***** Exercise inputs

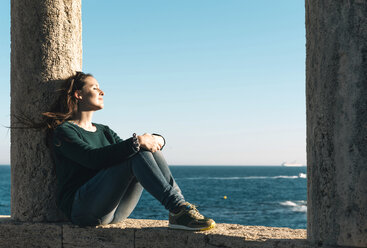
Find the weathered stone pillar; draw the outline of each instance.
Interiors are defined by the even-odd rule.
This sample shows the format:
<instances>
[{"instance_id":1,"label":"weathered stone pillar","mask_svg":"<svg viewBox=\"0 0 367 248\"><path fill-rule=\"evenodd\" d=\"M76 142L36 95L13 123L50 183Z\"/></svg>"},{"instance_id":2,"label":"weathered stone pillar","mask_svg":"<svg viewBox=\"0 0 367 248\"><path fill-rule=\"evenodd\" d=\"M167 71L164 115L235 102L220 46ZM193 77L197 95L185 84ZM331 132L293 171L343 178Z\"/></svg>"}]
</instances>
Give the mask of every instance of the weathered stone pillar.
<instances>
[{"instance_id":1,"label":"weathered stone pillar","mask_svg":"<svg viewBox=\"0 0 367 248\"><path fill-rule=\"evenodd\" d=\"M81 0L11 0L11 114L40 120L60 80L82 64ZM15 125L11 117L11 125ZM11 131L11 216L57 221L56 179L45 134Z\"/></svg>"},{"instance_id":2,"label":"weathered stone pillar","mask_svg":"<svg viewBox=\"0 0 367 248\"><path fill-rule=\"evenodd\" d=\"M367 2L306 0L308 239L367 247Z\"/></svg>"}]
</instances>

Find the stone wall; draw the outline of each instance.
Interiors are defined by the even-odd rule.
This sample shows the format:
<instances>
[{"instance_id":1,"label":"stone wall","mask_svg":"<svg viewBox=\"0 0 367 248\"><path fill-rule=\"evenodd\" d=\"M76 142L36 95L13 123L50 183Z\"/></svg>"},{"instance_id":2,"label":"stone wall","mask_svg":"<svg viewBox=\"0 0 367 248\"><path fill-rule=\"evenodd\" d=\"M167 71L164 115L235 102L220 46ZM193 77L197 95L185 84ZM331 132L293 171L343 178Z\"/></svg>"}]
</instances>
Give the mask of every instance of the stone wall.
<instances>
[{"instance_id":1,"label":"stone wall","mask_svg":"<svg viewBox=\"0 0 367 248\"><path fill-rule=\"evenodd\" d=\"M70 223L17 223L0 217L1 247L75 248L310 248L306 230L218 224L191 232L167 228L162 220L127 219L121 224L80 228Z\"/></svg>"}]
</instances>

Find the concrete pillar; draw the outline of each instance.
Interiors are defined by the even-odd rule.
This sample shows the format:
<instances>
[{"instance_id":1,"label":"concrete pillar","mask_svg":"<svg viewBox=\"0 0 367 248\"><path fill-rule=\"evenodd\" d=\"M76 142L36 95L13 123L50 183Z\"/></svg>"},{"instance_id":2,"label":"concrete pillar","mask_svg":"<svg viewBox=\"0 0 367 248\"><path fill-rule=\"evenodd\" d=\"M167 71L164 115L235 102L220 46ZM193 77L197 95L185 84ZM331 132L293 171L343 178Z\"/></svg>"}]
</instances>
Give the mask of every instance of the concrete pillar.
<instances>
[{"instance_id":1,"label":"concrete pillar","mask_svg":"<svg viewBox=\"0 0 367 248\"><path fill-rule=\"evenodd\" d=\"M82 64L81 0L11 0L11 115L40 120L60 80ZM16 125L11 117L11 125ZM11 131L11 216L63 219L45 134Z\"/></svg>"},{"instance_id":2,"label":"concrete pillar","mask_svg":"<svg viewBox=\"0 0 367 248\"><path fill-rule=\"evenodd\" d=\"M367 247L367 2L306 0L311 242Z\"/></svg>"}]
</instances>

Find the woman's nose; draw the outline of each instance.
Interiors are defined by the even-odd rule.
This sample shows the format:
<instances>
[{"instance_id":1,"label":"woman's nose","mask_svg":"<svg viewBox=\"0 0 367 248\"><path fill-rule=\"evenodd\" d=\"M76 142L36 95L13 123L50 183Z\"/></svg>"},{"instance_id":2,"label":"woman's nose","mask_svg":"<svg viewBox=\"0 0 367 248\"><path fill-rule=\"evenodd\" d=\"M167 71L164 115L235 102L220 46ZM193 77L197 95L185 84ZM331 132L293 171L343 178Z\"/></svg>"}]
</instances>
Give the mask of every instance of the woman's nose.
<instances>
[{"instance_id":1,"label":"woman's nose","mask_svg":"<svg viewBox=\"0 0 367 248\"><path fill-rule=\"evenodd\" d=\"M102 96L104 96L103 90L99 90L99 94L102 95Z\"/></svg>"}]
</instances>

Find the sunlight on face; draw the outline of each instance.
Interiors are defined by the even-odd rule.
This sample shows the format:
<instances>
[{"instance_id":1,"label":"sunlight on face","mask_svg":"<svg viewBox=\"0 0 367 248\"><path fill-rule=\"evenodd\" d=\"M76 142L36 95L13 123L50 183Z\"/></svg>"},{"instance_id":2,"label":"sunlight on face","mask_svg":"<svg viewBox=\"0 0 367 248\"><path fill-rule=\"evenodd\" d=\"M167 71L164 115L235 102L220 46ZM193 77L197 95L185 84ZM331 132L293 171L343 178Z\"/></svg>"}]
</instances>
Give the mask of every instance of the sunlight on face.
<instances>
[{"instance_id":1,"label":"sunlight on face","mask_svg":"<svg viewBox=\"0 0 367 248\"><path fill-rule=\"evenodd\" d=\"M85 85L81 90L82 100L80 107L84 110L100 110L103 109L104 92L99 88L99 83L94 77L87 77Z\"/></svg>"}]
</instances>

**********

> [What needs to be done]: Copy every line of the material in which the word "each" occurs.

> [Completed exercise]:
Find the weathered stone pillar; draw the outline of each instance.
Find the stone wall; draw the outline of each instance.
Find the concrete pillar; draw the outline of each instance.
Find the woman's nose; draw the outline of each instance.
Find the sunlight on face; draw the outline of each instance.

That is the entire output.